> [What you are asked to do]: Reproduce every line of the records below, requests included, shifting each point coordinate in the answers up by 57. Leave the numbers in the requests and their sample layouts as they are.
>> start Material for this exercise
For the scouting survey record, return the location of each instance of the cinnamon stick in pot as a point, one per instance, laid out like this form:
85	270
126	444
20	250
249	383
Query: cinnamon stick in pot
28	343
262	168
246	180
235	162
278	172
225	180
>> end Material for this exercise
> [Finished answer]:
For the scouting survey record, return the location of each instance of the cinnamon stick in pot as a point, one per instance, laid out like this form:
85	270
126	444
20	250
249	383
Query: cinnamon stick in pot
85	400
319	225
303	237
292	219
335	229
282	237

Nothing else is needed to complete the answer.